Instructions for the task
Could you please retype all of the data below exactly?

Materials provided

= = = = =

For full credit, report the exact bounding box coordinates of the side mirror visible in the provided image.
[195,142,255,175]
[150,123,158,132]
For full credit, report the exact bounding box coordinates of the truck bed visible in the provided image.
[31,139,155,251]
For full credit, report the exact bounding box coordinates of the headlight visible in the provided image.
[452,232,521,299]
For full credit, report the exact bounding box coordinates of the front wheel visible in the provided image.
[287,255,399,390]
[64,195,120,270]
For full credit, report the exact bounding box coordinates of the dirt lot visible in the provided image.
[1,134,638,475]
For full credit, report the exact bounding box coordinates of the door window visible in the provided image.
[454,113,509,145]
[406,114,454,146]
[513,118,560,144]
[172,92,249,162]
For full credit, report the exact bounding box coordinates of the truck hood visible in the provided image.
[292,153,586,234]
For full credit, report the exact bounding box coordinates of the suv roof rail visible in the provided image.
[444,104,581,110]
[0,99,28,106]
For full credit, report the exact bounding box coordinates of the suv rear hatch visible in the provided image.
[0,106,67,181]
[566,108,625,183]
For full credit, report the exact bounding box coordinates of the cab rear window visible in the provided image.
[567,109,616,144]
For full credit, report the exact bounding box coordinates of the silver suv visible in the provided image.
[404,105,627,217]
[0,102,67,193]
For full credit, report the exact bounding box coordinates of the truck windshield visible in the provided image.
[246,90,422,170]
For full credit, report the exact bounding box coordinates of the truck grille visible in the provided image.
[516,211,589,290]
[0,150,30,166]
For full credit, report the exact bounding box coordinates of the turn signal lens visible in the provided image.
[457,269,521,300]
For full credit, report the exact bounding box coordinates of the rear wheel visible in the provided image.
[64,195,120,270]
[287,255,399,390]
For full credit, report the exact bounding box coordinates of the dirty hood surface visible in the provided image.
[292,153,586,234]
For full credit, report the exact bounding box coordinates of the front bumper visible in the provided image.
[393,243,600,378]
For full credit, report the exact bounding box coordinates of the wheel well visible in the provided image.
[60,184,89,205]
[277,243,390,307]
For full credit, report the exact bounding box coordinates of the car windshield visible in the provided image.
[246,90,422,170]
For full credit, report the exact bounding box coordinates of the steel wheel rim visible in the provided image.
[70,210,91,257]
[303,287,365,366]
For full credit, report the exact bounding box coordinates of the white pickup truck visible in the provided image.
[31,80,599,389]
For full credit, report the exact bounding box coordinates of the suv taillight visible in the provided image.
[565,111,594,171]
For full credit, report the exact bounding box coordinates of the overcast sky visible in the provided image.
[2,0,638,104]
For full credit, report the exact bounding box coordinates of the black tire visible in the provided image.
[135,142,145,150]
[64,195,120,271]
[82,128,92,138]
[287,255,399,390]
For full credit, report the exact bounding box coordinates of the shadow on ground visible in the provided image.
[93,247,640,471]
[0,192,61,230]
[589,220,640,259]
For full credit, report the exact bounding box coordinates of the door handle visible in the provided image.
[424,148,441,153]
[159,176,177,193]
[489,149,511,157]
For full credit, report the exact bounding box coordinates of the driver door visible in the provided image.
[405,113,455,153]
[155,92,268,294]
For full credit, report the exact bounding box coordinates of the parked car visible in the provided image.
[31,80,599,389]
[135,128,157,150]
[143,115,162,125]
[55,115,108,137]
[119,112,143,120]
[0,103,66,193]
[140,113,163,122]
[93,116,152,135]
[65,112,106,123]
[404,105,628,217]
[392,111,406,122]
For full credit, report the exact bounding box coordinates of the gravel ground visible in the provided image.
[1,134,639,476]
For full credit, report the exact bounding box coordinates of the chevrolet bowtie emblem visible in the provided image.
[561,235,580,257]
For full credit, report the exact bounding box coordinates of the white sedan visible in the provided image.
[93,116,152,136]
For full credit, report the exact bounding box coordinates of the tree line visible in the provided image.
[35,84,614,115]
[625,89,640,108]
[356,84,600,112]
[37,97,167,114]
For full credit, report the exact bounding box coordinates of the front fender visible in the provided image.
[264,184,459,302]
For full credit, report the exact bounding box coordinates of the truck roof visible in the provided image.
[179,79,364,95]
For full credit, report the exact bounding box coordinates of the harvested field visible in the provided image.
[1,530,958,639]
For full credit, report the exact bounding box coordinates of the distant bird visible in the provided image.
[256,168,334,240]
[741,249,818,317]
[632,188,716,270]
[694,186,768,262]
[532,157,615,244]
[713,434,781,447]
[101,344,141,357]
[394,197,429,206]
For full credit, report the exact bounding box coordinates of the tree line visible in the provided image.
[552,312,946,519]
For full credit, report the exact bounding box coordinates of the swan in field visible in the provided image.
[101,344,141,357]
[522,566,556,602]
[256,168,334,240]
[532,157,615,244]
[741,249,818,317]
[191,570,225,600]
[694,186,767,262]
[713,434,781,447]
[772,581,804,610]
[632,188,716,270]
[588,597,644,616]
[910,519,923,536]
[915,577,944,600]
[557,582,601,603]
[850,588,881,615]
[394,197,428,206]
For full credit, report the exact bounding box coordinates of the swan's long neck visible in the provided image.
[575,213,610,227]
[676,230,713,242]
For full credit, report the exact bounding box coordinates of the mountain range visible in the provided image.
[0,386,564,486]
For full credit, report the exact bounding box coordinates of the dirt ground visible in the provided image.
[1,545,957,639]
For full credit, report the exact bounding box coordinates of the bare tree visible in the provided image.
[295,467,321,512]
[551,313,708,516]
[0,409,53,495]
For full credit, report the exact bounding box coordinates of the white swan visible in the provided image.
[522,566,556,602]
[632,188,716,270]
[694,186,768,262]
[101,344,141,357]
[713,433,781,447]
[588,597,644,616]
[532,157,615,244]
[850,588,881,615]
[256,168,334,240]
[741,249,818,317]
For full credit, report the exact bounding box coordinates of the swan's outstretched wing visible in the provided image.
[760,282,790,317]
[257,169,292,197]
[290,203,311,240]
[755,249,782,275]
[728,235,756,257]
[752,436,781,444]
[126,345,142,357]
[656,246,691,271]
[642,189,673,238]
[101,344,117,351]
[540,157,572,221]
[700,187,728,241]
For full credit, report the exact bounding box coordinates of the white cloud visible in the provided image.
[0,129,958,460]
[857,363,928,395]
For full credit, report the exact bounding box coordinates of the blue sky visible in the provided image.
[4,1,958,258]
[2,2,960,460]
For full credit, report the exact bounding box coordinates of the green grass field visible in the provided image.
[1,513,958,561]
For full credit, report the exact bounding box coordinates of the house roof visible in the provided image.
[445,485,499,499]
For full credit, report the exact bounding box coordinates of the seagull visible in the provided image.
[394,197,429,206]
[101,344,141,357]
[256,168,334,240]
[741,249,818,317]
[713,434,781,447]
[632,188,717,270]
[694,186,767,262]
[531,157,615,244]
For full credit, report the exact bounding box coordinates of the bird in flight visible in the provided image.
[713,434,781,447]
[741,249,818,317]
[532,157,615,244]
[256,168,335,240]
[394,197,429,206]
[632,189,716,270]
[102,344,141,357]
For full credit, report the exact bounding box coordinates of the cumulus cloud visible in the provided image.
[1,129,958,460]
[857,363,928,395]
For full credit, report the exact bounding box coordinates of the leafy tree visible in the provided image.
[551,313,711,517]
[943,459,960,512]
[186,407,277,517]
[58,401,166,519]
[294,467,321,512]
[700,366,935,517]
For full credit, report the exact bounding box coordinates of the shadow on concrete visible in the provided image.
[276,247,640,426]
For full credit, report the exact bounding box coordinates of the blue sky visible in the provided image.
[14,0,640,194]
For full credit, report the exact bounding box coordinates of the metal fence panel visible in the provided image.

= = = = =

Written reply
For full credit, report the exact bounding box coordinates of the side mirror visible in the provided image.
[195,142,255,175]
[150,123,158,132]
For full credit, report the exact bounding box coordinates of the truck bed visible in the provided image.
[31,139,155,251]
For full credit, report the exact bounding box coordinates of the headlight visible in the provided image.
[452,232,521,299]
For full credit, report the exact bounding box coordinates of the front wheel visible in the provided image.
[287,255,399,390]
[64,195,120,270]
For full credit, report the exact bounding box coordinates of the dirt lot visible in the provided image.
[1,134,638,475]
For full credit, report the exact bounding box coordinates of the door window visible in the provided image.
[454,113,509,145]
[406,114,454,146]
[513,118,560,144]
[172,92,249,162]
For full credit, report the exact bounding box coordinates of the truck hood visible in the provided image.
[292,153,586,234]
For full credit, report the exact bounding box coordinates of the suv roof rail visible in the provided image.
[444,104,581,110]
[0,99,28,106]
For full credit, report the exact bounding box coordinates of the suv rear hatch visible in the provided image.
[0,106,67,181]
[566,108,625,183]
For full credit, report the exact bounding box coordinates of the cab rear window visible in the provided image.
[567,109,616,144]
For full credit, report the exact bounding box coordinates of the silver suv visible in the provided image.
[404,105,627,217]
[0,102,67,193]
For full credit, report the exact bounding box coordinates of the truck windshield visible in the provided image.
[246,90,422,170]
For full credit, report the exact bounding box coordinates of the truck grille visible in the provided image.
[516,211,589,290]
[0,150,30,166]
For full credit, report the exact bounding box coordinates of the turn signal lens visible in the provided image.
[457,269,521,300]
For full credit, report the exact bounding box coordinates of the rear wheel visible in the provided image.
[64,195,120,270]
[287,255,399,390]
For full credit, report the exact bounding box coordinates of the dirty hood surface visible in the provided image.
[292,153,586,234]
For full credit, report the exact bounding box coordinates of the front bumper visible in the provided image.
[393,243,600,378]
For full credit, report the exact bounding box coordinates of the wheel well visible in the provided image.
[60,184,89,205]
[277,243,390,307]
For full credit, report the exact bounding box coordinates of the car windshield visible in the provided image.
[246,90,422,170]
For full credit, report the exact bounding box coordinates of the steel wheel rim visible in the provided image.
[70,210,91,257]
[303,287,365,366]
For full credit, report the exact bounding box coordinates of the white pickup truck visible in the provided image.
[31,80,599,389]
For full credit, report the exact bounding box coordinates of the suv taillight visible in the provided image.
[565,111,594,171]
For full credit, report the exact bounding box coordinates of the overcast sky visible in the provided image.
[2,0,638,104]
For full credit, report the exact bounding box coordinates of the black tire visible in the provided image.
[135,142,145,150]
[64,195,120,271]
[82,128,92,138]
[287,255,399,390]
For full credit, report the exact bounding box coordinates of the shadow on ground visible in the provided image.
[93,247,640,471]
[0,192,61,230]
[589,220,640,259]
For full credit, report the exact bounding box coordinates of the door handle visible in the provided image.
[424,148,441,153]
[159,176,177,193]
[489,149,511,157]
For full credit, report the exact bounding box coordinates of the driver door visible in the provided image.
[405,113,455,153]
[155,92,268,294]
For full credit, report the exact bounding box coordinates of the parked car visible in the provided image.
[31,80,599,389]
[135,128,157,150]
[143,115,162,125]
[55,115,108,137]
[119,112,143,120]
[0,103,66,193]
[140,113,163,122]
[93,116,152,135]
[65,112,106,123]
[404,105,628,217]
[392,111,406,122]
For full credit, report the exact bounding box coordinates of the gravel ground visible in the provided image.
[1,134,639,476]
For full credit, report the exact bounding box coordinates of the chevrolet bowtie emblem visible in the provided image.
[561,235,580,257]
For full credit, report the exact bounding box coordinates of the white sedan visible in the provided image.
[93,116,152,136]
For full credit, report the exact bounding box coordinates of the tree line visible in the provided image.
[35,84,614,115]
[625,89,640,108]
[356,84,600,112]
[37,97,167,114]
For full credit, report the exact bounding box coordinates of the front fender visible in the provided image.
[264,184,459,302]
For full credit, report the exact bounding box coordinates of the truck roof visible in the provided image.
[179,79,364,95]
For full credit, report the exact bounding box coordinates of the harvested field visible in the provided image.
[1,530,958,639]
For full credit, report the exact bounding box coordinates of the distant bird visible in the provided image.
[256,168,334,240]
[741,249,818,317]
[632,188,716,270]
[694,186,768,262]
[532,157,615,244]
[713,434,781,447]
[101,344,141,357]
[394,197,429,206]
For full credit, report the exact bounding box coordinates of the tree line visible in the provided image.
[552,312,946,519]
For full credit, report the exact bounding box coordinates of the swan in field visible in the provided image.
[101,344,141,357]
[522,566,556,602]
[256,168,334,240]
[532,157,615,244]
[741,249,818,317]
[191,570,225,600]
[694,186,767,262]
[713,434,781,447]
[772,581,804,610]
[632,188,716,270]
[588,597,644,616]
[910,519,923,536]
[915,577,944,600]
[557,582,601,603]
[850,588,881,615]
[394,197,428,206]
For full credit, report the exact bounding box coordinates of the swan's long neck visible in the provided image.
[575,213,610,227]
[676,230,713,242]
For full credit, report the exact bounding box coordinates of the mountain range visible in the provided image.
[0,386,564,486]
For full credit, report the exact bounding box coordinates of the dirt ground visible in the provided image.
[1,545,957,639]
For full credit, report the exact bounding box coordinates of the bare tree visible in the provided image.
[295,467,321,512]
[551,313,708,516]
[0,409,53,495]
For full credit, report the exact bounding box coordinates of the white swan visible in the provided image.
[522,566,556,602]
[632,188,716,270]
[694,186,768,262]
[101,344,141,357]
[713,433,781,447]
[588,597,644,616]
[532,157,615,244]
[850,588,881,615]
[256,168,334,240]
[741,249,818,317]
For full credit, report the exact bounding box coordinates of the swan's outstretched wing visible in the provided image.
[760,282,790,317]
[257,169,292,197]
[290,203,311,240]
[755,249,782,275]
[728,235,756,257]
[752,436,781,444]
[126,345,142,357]
[656,246,691,271]
[642,189,673,238]
[101,344,117,351]
[540,157,572,221]
[700,187,728,241]
For full credit, report the exact bounding box coordinates of the white cloud visible in the provided image.
[0,129,958,460]
[857,363,928,395]
For full credit, report the exact bounding box coordinates of the blue sky visible in the provided image.
[4,1,958,258]
[2,2,960,460]
For full credit, report the exact bounding box coordinates of the green grass field visible in the provided image.
[1,513,958,561]
For full credit, report the exact bounding box coordinates of the house roof visible in the provided image.
[445,485,499,499]
For full credit, report the exact bounding box coordinates of the seagull visible in the provided image.
[394,197,429,206]
[101,344,141,357]
[256,168,334,240]
[741,249,818,317]
[713,434,781,447]
[632,188,717,270]
[694,186,767,262]
[531,157,615,244]
For full credit, report the exact bounding box coordinates of the bird in flight visible in the provided image.
[713,434,781,447]
[741,249,818,317]
[532,157,615,244]
[256,168,335,240]
[394,197,429,206]
[632,189,716,270]
[102,344,141,357]
For full credit, report the exact bounding box coordinates of the cumulus cloud visible in the provided image.
[1,129,958,460]
[857,363,928,395]
For full credit, report the exact bounding box coordinates of the leafy tree visible in the provided image.
[551,313,711,517]
[943,459,960,512]
[186,407,277,517]
[58,401,166,519]
[294,467,321,512]
[700,366,935,517]
For full credit, report the exact bounding box coordinates of the shadow on concrete visible in the provided image.
[276,247,640,426]
For full credit, report the exact bounding box coordinates of the blue sky visible in the provided image.
[14,0,640,194]
For full credit, report the exact bounding box coordinates of the metal fence panel visible in the provided image.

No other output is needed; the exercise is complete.